What to produce
Copy the data exactly. No line may be skipped.
##########
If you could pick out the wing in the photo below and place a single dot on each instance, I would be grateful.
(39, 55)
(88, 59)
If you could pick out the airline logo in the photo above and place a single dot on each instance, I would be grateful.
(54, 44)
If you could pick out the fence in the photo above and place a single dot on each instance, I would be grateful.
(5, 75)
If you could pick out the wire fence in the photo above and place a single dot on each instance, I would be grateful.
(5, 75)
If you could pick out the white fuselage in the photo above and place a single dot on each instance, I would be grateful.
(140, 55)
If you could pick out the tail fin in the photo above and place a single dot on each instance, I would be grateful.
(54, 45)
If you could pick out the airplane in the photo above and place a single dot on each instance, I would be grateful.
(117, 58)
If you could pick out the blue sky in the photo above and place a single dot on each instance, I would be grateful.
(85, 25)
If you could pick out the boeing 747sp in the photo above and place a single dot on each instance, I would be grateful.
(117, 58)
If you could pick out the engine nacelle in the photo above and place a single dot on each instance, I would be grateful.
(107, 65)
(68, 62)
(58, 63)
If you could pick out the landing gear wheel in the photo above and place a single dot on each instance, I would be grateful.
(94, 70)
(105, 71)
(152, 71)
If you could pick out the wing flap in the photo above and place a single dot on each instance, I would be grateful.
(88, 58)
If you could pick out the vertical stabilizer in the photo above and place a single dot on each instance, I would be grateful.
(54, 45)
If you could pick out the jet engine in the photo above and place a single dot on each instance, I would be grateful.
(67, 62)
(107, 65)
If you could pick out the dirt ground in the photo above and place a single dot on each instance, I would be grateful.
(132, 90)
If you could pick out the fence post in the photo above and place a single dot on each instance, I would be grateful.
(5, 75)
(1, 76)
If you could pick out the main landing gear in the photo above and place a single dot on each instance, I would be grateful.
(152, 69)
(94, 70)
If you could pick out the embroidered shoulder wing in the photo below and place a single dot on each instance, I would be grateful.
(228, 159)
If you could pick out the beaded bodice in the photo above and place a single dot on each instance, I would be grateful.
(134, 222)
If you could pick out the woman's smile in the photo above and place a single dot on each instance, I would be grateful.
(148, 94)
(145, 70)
##########
Expected answer
If you could pick out the wing in the photo below and place a single dot on each instance, I would be grateful.
(39, 55)
(88, 59)
If you could pick out the airline logo in the photo above and place a single dot on each instance, I would be grateful.
(54, 44)
If you could pick out the fence in the photo above and place a single dot on each instance, I would be grateful.
(5, 75)
If you could pick out the wire fence in the photo above and place a single dot on each instance, I would be grateful.
(5, 75)
If you could pick out the white fuselage in the photo above and place a single dot on each instance, I would be grateful.
(140, 55)
If you could pick out the tail fin in the photo above and place a single dot on each instance, I would be grateful.
(54, 45)
If you could pick out the airplane in the photo above and place a single dot on each instance, I would be grateful.
(117, 58)
If you could pick out the blue sky in the photo above and place a single dot on each instance, I would be grateful.
(85, 25)
If you could pick out the boeing 747sp in the photo above and place a single dot on each instance, I would be grateful.
(117, 58)
If you could pick out the engine nacelle in the photo above and place a single dot on each instance, I would be grateful.
(107, 65)
(68, 62)
(58, 63)
If you could pick out the landing gear wheel in the photo above and place a single dot on each instance, I would be grateful.
(94, 70)
(105, 71)
(152, 71)
If you could pick out the wing flap in the photo above and place a single dot on each instance, I would be grateful.
(88, 58)
If you could pick out the vertical stabilizer in the photo above and place a single dot on each instance, I would be grateful.
(54, 45)
If you could pick out the jet engine in the photo above and place a single dot on each instance, I would be grateful.
(67, 62)
(107, 65)
If you could pick out the dirt ground in the photo above and place a single dot on each instance, I would be grateful.
(132, 90)
If you could pick out the fence post in the photo above and place a single dot on each instance, I would be grateful.
(5, 75)
(1, 76)
If you could pick out the main landing gear in the photo above and place a single dot on each instance, I would be grateful.
(152, 69)
(94, 70)
If you could pick out the embroidered shoulder wing in the photo below and place a single dot on each instance, I would be grateful.
(228, 159)
If you could pick out the beaded bodice in the photo above and place a single dot on each instance, I would be grateful.
(134, 222)
If you could pick out the woman's smile in the photo above and place a single dot on each instance, I would be grateful.
(148, 94)
(145, 70)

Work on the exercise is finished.